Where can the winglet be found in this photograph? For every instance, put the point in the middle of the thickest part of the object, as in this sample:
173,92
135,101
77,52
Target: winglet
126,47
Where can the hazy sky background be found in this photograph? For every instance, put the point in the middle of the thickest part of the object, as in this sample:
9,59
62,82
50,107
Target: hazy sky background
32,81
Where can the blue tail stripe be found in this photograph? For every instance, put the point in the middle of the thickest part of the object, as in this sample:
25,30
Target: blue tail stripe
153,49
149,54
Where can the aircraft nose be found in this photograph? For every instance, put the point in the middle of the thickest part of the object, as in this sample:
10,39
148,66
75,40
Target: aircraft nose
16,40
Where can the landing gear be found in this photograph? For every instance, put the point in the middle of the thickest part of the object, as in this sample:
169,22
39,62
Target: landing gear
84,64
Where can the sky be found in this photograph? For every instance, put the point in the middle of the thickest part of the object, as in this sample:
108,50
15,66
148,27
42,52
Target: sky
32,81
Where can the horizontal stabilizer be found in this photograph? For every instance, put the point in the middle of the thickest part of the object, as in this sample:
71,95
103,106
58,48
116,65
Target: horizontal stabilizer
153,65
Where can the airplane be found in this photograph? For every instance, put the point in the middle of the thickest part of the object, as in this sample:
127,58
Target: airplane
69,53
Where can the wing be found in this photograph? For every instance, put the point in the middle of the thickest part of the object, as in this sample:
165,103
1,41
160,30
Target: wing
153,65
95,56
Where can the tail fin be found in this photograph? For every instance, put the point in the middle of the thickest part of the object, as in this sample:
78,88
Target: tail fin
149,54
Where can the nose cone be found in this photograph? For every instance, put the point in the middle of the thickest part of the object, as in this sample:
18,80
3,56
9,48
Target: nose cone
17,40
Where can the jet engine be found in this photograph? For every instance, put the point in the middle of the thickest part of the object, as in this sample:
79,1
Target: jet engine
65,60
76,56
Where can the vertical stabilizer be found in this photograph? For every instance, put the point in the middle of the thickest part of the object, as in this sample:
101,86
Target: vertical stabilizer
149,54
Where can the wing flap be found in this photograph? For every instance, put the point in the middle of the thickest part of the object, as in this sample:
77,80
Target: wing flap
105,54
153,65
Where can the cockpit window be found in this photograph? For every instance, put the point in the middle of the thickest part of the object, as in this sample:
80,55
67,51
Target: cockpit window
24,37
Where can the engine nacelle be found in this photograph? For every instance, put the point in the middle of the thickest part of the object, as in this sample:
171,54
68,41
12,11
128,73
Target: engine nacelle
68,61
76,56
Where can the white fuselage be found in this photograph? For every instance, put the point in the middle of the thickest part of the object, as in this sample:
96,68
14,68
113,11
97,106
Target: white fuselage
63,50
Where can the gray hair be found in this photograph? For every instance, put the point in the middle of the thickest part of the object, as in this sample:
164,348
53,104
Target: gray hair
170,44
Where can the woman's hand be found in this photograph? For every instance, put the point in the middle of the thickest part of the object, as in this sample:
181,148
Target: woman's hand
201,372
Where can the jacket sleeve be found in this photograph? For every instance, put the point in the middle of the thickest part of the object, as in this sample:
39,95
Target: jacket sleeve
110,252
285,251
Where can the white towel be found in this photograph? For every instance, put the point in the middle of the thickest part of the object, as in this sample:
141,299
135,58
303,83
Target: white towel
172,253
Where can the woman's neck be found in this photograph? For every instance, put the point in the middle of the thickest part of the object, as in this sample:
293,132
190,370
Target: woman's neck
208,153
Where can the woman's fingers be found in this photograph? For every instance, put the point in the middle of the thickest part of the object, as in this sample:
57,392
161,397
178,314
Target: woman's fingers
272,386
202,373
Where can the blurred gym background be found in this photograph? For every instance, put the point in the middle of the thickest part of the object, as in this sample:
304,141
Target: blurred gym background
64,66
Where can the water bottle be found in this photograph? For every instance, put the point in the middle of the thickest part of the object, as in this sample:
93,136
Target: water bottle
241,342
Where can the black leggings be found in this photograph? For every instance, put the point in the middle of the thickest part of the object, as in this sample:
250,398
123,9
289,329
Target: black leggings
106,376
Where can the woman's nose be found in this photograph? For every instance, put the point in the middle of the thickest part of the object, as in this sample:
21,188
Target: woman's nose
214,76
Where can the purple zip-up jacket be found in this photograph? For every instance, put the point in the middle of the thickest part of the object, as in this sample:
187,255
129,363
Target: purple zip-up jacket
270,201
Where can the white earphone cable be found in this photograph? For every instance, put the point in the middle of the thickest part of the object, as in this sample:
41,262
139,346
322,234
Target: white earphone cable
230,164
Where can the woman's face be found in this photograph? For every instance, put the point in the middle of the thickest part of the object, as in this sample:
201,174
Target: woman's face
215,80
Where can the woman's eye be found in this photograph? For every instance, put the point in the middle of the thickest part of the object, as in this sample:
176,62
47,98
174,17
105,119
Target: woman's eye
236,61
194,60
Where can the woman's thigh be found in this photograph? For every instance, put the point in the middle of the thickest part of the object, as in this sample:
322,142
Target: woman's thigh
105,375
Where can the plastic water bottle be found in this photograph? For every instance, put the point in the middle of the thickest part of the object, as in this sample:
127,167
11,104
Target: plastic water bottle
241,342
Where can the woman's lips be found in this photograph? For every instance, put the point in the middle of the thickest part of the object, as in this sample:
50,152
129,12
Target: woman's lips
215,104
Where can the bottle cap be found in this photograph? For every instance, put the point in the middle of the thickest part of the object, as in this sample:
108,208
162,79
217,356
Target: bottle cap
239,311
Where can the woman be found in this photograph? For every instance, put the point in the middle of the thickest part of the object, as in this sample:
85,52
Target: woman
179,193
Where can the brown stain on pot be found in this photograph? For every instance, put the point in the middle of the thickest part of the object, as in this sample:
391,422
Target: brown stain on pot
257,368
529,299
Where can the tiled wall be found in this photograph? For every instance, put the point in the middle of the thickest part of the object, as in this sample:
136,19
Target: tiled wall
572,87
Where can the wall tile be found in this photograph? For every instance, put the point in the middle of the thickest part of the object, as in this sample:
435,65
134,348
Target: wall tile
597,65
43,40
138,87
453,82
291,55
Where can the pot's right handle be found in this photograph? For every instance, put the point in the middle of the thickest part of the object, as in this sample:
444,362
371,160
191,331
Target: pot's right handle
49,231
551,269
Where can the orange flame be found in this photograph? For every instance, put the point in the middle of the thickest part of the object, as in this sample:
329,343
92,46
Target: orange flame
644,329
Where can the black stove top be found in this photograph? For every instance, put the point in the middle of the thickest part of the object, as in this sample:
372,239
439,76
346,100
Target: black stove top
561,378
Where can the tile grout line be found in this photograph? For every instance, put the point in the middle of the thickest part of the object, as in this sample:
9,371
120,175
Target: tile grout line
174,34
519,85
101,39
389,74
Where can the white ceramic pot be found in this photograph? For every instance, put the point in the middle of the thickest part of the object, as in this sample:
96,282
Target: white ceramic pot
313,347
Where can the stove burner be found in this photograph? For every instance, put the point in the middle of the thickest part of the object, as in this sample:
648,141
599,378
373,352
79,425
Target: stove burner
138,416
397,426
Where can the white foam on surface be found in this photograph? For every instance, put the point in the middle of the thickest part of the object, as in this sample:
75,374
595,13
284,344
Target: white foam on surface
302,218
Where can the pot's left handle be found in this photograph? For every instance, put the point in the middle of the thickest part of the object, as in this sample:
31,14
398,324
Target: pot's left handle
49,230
..............................
• _Exercise instructions_
Format every line of all the entries above as a numbered list, leaving out any blank lines.

• _Task output_
1. Where can the winglet be found in this photograph? For every instance, put the point in the middle of the thickest part of the object, as in this sample:
2. 173,92
3. 135,101
4. 77,52
5. Target: winglet
6. 126,47
7. Where can the hazy sky background be found in this photograph? For every instance, put the point in the middle of the thickest part of the object, as in this sample:
8. 9,59
9. 62,82
10. 50,107
11. Target: hazy sky background
12. 32,81
13. Where can the blue tail stripe be found in this photograph? For every instance, put the point in the middle of the thickest part of the object, as in this sample:
14. 25,30
15. Target: blue tail stripe
16. 153,49
17. 149,54
18. Where can the aircraft nose be found in this photograph? For every instance, put the point in the middle of the thickest part of the object, as in this sample:
19. 10,39
20. 148,66
21. 75,40
22. Target: aircraft nose
23. 16,40
24. Where can the landing gear be found in this photograph? For every instance, put the point in the middle of the thickest part of the object, as in this sample:
25. 169,22
26. 39,62
27. Target: landing gear
28. 84,64
29. Where can the sky be found in this photograph? For every instance, put the point in the middle of the thickest part of the object, as in this sample:
30. 108,50
31. 15,66
32. 148,27
33. 42,52
34. Target: sky
35. 32,81
36. Where can the horizontal stabilizer be found in this photograph? For every instance, put the point in the middle of the thickest part of the object, as in this sample:
37. 71,95
38. 103,106
39. 58,48
40. 116,65
41. Target: horizontal stabilizer
42. 153,65
43. Where can the airplane be found in this photograph? For every instance, put the point in the middle of the thickest part of the object, as in this sample:
44. 127,58
45. Target: airplane
46. 69,53
47. Where can the wing be found in this photograph? For every instance, put the point in the middle of the thickest part of the object, as in this sample:
48. 165,103
49. 1,41
50. 160,30
51. Target: wing
52. 153,65
53. 95,56
54. Where can the tail fin be found in this photograph? For every instance, put the point in the middle of the thickest part of the object, as in this sample:
55. 78,88
56. Target: tail fin
57. 149,54
58. Where can the nose cone be found in this photograph? For every instance, put the point in the middle of the thickest part of the object, as in this sample:
59. 18,80
60. 3,56
61. 9,48
62. Target: nose cone
63. 17,40
64. Where can the jet engine be found in this photograph? For every instance, put the point in the middle of the thickest part of the object, as in this sample:
65. 79,1
66. Target: jet engine
67. 65,60
68. 76,56
69. Where can the vertical stabilizer be found in this photograph? For every instance, put the point in the middle of the thickest part of the object, as in this sample:
70. 101,86
71. Target: vertical stabilizer
72. 149,54
73. Where can the wing flap be found in this photograph? For every instance, put the point in the middle of the thickest part of the object, as in this sample:
74. 77,80
75. Target: wing flap
76. 105,54
77. 153,65
78. Where can the cockpit window be found in this photograph? For every instance, put the point in the middle of the thickest part of the object, as in this sample:
79. 80,55
80. 67,51
81. Target: cockpit window
82. 24,37
83. Where can the engine nacelle be found in this photograph? For every instance, put the point in the middle of the thickest part of the object, as in this sample:
84. 171,54
85. 68,41
86. 12,11
87. 128,73
88. Target: engine nacelle
89. 68,61
90. 76,56
91. Where can the white fuselage be found in this photograph? For every instance, put the point in the middle of the thickest part of the object, as in this sample:
92. 96,68
93. 14,68
94. 113,11
95. 97,106
96. Target: white fuselage
97. 63,50
98. Where can the gray hair be found in this photograph? For every instance, put the point in the middle of the thickest part of the object, as in this sample:
99. 164,348
100. 53,104
101. Target: gray hair
102. 170,44
103. Where can the woman's hand be found in this photograph? For every instance, put the point in the middle of the thickest part of the object, as in this sample:
104. 181,148
105. Target: woman's hand
106. 201,372
107. Where can the jacket sleeve be found in this photograph? For every instance, put the point in the middle of the thickest part of the object, as in this sample:
108. 39,95
109. Target: jacket sleeve
110. 110,252
111. 285,251
112. Where can the white towel be found in this photograph? For every instance, put the point in the middle of the thickest part of the object, as in this sample:
113. 141,299
114. 135,58
115. 303,83
116. Target: white towel
117. 172,253
118. Where can the woman's neck be found in this photograph? For every instance, put the point in the middle of the thickest part of the object, as in this sample:
119. 293,132
120. 190,370
121. Target: woman's neck
122. 208,153
123. Where can the woman's fingers be found in this photograph? For every instance, put the point in the middle of the thickest part of the object, as in this sample:
124. 57,392
125. 161,397
126. 178,314
127. Target: woman's fingers
128. 272,386
129. 202,373
130. Where can the blurred gym background be found in this photograph? For every instance, put the point in the middle of the thickest part of the object, as in this sample:
131. 304,141
132. Target: blurred gym background
133. 64,66
134. Where can the water bottle be found in this photograph? For every instance, put the point in the middle of the thickest part of the object, as in this sample:
135. 93,136
136. Target: water bottle
137. 241,342
138. Where can the black leggings be found in this photograph? For every instance, put the point in the middle of the thickest part of the object, as in this sample:
139. 250,398
140. 123,9
141. 289,329
142. Target: black leggings
143. 106,376
144. Where can the woman's nose be found in this photograph? For every instance, put the point in the middle of the thickest part of the object, as in this sample:
145. 21,188
146. Target: woman's nose
147. 214,76
148. Where can the purple zip-up jacket be found in this photograph? For every instance, put the point in the middle of the thickest part of the object, as in this sample:
149. 187,255
150. 129,363
151. Target: purple zip-up jacket
152. 270,201
153. Where can the white earphone cable be found in this photograph? For every instance, put the point in the middle of the thickest part of the object, as in this sample:
154. 41,262
155. 139,346
156. 322,234
157. Target: white earphone cable
158. 230,164
159. Where can the woman's face be found in this photograph? For every instance, put the point in the middle of the thickest part of the object, as in this sample:
160. 201,174
161. Target: woman's face
162. 215,80
163. Where can the woman's eye be found in this photograph? For every instance, put the point in the middle of the thickest part of the object, as in this sample:
164. 176,62
165. 47,98
166. 174,17
167. 105,119
168. Target: woman's eye
169. 236,61
170. 194,60
171. Where can the woman's thigh be found in this photograph? For every instance, put the point in the middle of the thickest part of the object, as in this sample:
172. 322,142
173. Target: woman's thigh
174. 105,375
175. Where can the plastic water bottle be found in this photograph? For every instance, put the point in the middle of the thickest part of the object, as in this sample:
176. 127,167
177. 11,104
178. Target: plastic water bottle
179. 241,342
180. Where can the woman's lips be found in this photograph? For every instance, put the point in the middle of the thickest part of the object, as in this sample:
181. 50,152
182. 129,12
183. Target: woman's lips
184. 215,104
185. Where can the bottle cap be found in this photograph? For every instance, put the point in the middle of the thickest part of the object, as in this sample:
186. 108,208
187. 162,79
188. 217,356
189. Target: bottle cap
190. 239,311
191. Where can the woman be found in this photograph? For every instance, put the point in the middle of the thickest part of the object, as in this sample:
192. 85,52
193. Target: woman
194. 179,193
195. Where can the brown stain on pot be found in this photograph? For every instance, put the point in the middle of the thickest part of the object, as in this sample:
196. 391,422
197. Target: brown stain on pot
198. 257,368
199. 529,299
200. Where can the tiled wall be found in this photograph? For every instance, put the point in the middle of the thickest part of the object, as in this sample:
201. 136,19
202. Target: tiled wall
203. 572,87
204. Where can the wall tile be found in this photograph? For every instance, put the point in the middle of the thickest part of the object, as in this sample:
205. 435,65
206. 134,348
207. Target: wall tile
208. 597,65
209. 43,40
210. 138,87
211. 453,82
212. 291,55
213. Where can the pot's right handle be found in this photograph? For every instance, put the point in the middle of the thickest part of the object, as in this sample:
214. 444,362
215. 371,160
216. 191,331
217. Target: pot's right handle
218. 49,231
219. 551,269
220. Where can the orange flame be found in this photograph? For every instance, put the point in the middle of the thickest part of the object, as in this sample:
221. 329,343
222. 92,46
223. Target: orange flame
224. 644,329
225. Where can the black stove top be found in this photograph? For every instance, put the point in the middle of the thickest part of the object, as in this sample:
226. 372,239
227. 439,76
228. 346,100
229. Target: black stove top
230. 561,378
231. Where can the tile grout line be found in this photograph? For every instance, put the point in the middle of the thickest part of the object, as in this sample:
232. 9,371
233. 120,175
234. Target: tile grout line
235. 174,34
236. 519,85
237. 101,39
238. 389,74
239. Where can the white ceramic pot be found in this photograph? For every instance, put the point in the middle of the thickest part of the object, as in this sample:
240. 96,282
241. Target: white ceramic pot
242. 313,347
243. Where can the stove burner be found in this photograph? For every instance, put the point in the middle of the thickest part of the object, as in this sample:
244. 648,141
245. 599,378
246. 373,352
247. 79,425
248. Target: stove burner
249. 138,416
250. 397,426
251. Where can the white foam on surface be found in this photograph? For every instance, put the point in the middle of the thickest part of the object, as in this sample:
252. 75,374
253. 595,13
254. 284,344
255. Target: white foam on surface
256. 302,218
257. Where can the pot's left handle be found in this photograph? For every instance, put the point in the middle of the thickest part of the object, as in this sample:
258. 31,14
259. 398,324
260. Target: pot's left handle
261. 49,230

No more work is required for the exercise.